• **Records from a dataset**
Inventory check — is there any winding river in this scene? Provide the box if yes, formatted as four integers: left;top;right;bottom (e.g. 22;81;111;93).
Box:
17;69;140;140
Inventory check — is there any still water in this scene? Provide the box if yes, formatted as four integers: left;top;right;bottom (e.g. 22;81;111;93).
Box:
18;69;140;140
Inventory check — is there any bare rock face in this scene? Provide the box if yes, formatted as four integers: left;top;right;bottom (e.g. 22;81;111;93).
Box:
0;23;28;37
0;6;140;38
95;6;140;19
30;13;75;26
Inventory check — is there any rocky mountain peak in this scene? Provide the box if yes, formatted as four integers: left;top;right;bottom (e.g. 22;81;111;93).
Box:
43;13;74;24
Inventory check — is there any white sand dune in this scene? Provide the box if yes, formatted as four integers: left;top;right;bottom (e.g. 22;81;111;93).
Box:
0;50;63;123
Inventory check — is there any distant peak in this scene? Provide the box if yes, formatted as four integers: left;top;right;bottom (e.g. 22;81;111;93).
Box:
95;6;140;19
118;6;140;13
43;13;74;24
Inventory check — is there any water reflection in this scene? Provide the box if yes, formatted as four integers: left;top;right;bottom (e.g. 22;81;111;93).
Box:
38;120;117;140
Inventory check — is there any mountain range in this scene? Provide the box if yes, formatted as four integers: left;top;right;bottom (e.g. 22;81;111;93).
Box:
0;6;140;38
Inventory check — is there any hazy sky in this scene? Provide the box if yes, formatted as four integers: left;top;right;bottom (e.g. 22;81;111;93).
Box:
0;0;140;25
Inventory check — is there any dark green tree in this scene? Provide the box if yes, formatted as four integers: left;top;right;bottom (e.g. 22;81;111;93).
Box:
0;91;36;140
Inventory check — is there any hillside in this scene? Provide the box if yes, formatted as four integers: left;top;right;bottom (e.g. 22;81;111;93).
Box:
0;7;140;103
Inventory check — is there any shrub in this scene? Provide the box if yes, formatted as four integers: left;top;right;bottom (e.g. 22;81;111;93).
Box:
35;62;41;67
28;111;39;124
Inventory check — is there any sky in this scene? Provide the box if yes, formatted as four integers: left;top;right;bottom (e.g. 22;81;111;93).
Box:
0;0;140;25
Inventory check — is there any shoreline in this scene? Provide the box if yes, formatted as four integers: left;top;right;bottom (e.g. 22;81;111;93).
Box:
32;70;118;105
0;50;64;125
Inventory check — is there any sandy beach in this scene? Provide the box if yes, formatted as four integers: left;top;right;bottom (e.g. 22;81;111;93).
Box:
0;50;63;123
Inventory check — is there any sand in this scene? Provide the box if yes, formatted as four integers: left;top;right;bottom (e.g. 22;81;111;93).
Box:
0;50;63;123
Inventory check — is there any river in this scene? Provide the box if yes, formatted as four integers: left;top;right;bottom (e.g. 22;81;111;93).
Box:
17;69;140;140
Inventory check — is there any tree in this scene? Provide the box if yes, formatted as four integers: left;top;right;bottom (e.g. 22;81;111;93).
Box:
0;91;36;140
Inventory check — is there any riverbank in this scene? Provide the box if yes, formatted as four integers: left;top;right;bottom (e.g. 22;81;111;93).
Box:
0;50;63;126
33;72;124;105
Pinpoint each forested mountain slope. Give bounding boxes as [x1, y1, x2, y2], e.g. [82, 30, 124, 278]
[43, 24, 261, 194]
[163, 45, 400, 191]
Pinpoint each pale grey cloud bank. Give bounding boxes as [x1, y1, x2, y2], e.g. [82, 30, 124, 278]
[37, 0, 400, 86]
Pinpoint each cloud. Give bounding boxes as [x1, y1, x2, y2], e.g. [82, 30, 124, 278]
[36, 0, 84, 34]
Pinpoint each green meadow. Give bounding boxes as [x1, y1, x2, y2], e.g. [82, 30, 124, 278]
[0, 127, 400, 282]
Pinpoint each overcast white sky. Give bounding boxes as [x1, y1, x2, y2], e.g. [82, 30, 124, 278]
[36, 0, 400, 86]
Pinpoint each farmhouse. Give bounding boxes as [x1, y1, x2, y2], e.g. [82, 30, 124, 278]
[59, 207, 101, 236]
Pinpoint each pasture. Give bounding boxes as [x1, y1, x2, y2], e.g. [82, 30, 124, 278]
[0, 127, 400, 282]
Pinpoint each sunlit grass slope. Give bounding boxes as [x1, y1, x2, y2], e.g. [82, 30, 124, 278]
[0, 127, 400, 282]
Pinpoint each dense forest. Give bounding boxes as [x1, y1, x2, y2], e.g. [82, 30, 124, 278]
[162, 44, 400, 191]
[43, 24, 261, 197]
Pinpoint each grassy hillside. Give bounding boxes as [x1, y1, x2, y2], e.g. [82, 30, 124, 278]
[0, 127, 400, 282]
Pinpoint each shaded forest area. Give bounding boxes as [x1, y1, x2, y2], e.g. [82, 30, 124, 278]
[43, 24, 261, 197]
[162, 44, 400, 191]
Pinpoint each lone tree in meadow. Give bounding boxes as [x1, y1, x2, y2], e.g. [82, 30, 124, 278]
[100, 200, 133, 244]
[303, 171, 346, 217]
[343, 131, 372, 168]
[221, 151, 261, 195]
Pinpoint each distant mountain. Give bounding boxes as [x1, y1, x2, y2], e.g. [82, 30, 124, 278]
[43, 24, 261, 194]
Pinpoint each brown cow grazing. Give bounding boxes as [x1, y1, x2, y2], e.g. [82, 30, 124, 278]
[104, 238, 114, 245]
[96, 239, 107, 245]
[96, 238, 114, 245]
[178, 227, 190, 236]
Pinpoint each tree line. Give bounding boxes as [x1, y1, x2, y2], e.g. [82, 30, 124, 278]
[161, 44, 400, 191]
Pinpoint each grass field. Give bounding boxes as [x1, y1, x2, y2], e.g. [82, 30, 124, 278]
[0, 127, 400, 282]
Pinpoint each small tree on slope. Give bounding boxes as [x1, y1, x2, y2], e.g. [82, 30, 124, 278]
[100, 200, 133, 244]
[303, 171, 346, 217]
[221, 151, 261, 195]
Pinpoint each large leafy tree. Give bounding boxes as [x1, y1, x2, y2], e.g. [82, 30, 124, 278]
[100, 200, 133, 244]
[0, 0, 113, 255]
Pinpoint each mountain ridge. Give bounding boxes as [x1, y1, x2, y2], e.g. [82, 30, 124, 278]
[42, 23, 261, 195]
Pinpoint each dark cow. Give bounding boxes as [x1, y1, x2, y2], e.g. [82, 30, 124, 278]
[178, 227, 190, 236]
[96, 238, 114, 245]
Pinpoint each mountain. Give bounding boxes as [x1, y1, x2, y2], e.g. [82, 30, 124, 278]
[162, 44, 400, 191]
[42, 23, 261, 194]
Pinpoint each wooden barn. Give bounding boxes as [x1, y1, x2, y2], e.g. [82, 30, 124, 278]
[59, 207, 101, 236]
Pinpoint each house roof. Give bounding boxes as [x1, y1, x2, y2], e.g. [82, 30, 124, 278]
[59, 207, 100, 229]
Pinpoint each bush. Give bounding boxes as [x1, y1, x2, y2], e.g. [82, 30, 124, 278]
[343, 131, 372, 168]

• **Problem description**
State how many lines of the listing above contain the string "dark". Reply with the number alone.

• **Completed task**
2